**設定課題 1:**
メコンデルタのフルダイクに関する文章で、キーワード欄に挙げられている語をすべて書き出しなさい。
**設定課題 2:**
メコンデルタのフルダイクに関する文章によれば、ここ10年間でフルダイクが急速に普及したのはなぜか。1～3文で説明しなさい。
**設定課題 3:**
メコンデルタのフルダイクに関する文章を、最後の文の後から書き継ぎなさい。

メコンデルタ洪水常襲稲作地域におけるフルダイクの普及と水文環境への影響

タイトル メコンデルタ洪水常襲稲作地域におけるフルダイクの普及と水文環境への影響
担当機関 (独)国際農林水産業研究センター
研究期間 2011~2012
研究担当者 藤井秀人
藤原洋一
星川圭介
横山繁樹
発行年度 2013
要約 メコンデルタの洪水常襲稲作地域を対象に稲3期作化のためのフルダイク(輪中)の普及が水文環境に与える影響を分析したところ、フルダイク地区の周辺域で洪水の長期化や水位の上昇傾向が認められる。
キーワード フルダイク,洪水常襲地域,稲3期作,気候変動,洪水緩和機能
背景・ねらい メコンデルタは世界第2位の米輸出国であるベトナムの輸出米の90%を生産する稲作地域であるが、気候変動の影響を最も強く受けるメガデルタの1つとして危惧されている。メコンデルタの洪水常襲稲作地域における稲3期作のためのフルダイクの普及が周辺地域の水文環境に与える影響について、住民や行政機関からの聞き取り、衛星画像と河川水位の分析から明らかにし、増大する洪水リスクに適応し、持続可能な稲作の基盤となるダイクシステム構築のための基礎的知見を提供する。
成果の内容・特徴
  1. メコンデルタ洪水常襲地域では毎年の氾濫に対応した稲作のため,洪水を完全に防ぐ堤高の高いフルダイクと、夏秋作の収穫期(8月)までの洪水を防ぎ収穫後は農地への洪水の流入を許容する堤高の低いセミダイクが建設されている(図1)。フルダイクに囲まれた農地では氾濫期間(8~11月)でも水稲が作付けでき3期作が可能となるため、農家の強い要望とアンジャン省とベトナム政府の方針に基づき、ここ10年間で急速にフルダイクが普及し3期作が拡大している(図2)。

位置指定とラベル付けの項目
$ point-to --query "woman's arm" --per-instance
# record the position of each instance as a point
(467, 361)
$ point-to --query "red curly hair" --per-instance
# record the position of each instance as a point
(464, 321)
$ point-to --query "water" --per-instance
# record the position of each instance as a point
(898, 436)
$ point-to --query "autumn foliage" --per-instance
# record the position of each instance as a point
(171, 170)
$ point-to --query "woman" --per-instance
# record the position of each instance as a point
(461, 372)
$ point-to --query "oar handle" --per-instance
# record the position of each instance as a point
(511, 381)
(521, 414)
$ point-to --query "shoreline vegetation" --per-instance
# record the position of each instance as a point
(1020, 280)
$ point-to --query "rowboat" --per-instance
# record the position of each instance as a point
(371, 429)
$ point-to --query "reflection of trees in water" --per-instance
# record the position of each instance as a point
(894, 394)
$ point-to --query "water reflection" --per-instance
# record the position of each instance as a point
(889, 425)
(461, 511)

**正答 1:**
フルダイク、洪水常襲地域、稲3期作、気候変動、洪水緩和機能

**正答 2:**
フルダイクに囲まれた農地では、氾濫期間（8～11月）でも水稲を作付けでき、3期作が可能になるからである。このため、農家の強い要望とアンジャン省およびベトナム政府の方針に基づいて普及が進んだ。

**正答 3:**
  2. フルダイク普及前の2000年洪水(60年確率)とフルダイク普及後の2011年洪水(10年確率)について、MODIS Terraの画像を比較すると2011年洪水において、フルダイク地区の上流に位置するカンボジア(B地点)やアンジャン省の西側下流に位置するキエンジャン省(A地点)などにおいて、規模の大きかった2000年洪水よりも湛水域が拡大し、湛水期間が長期化しているとことが認められる(図3)。検証のため、図3から、大幅に長期化した地点(a)、若干の長期化が認められる地点(b)、あまり変化が認められない地点(c)で聞き取り調査を実施し、衛星画像から得られた湛水期間の変化と農家の感触は良く一致していることを確認している。
  3. メコン河本川の1つであるハウ川のカントー地点の水位が近年上昇傾向にあることが水位分析から示されている。アンジャン省上流のチャウドックとカントー市カントーにおける1979~2011年の年最大水位を2004年以前と2005年以降に分けて比較すると、2005年以降はそれ以前と比較してカントーの水位の上昇傾向が認められる(図4)。
成果の活用面・留意点
  1. 気候変動で洪水リスクが増大するメガデルタ地域の適応策の検討に活用できる。
  2. メコンデルタのフルダイク普及と温暖化による洪水湛水域の変化を水文・水理モデルで評価する際の検証データとして活用できる。
  3. カントー地点の水位上昇の原因は全てがフルダイクの影響ではなく、温暖化による海面上昇や都市部の地盤沈下の影響も考えられ、今後より詳細な調査が必要である。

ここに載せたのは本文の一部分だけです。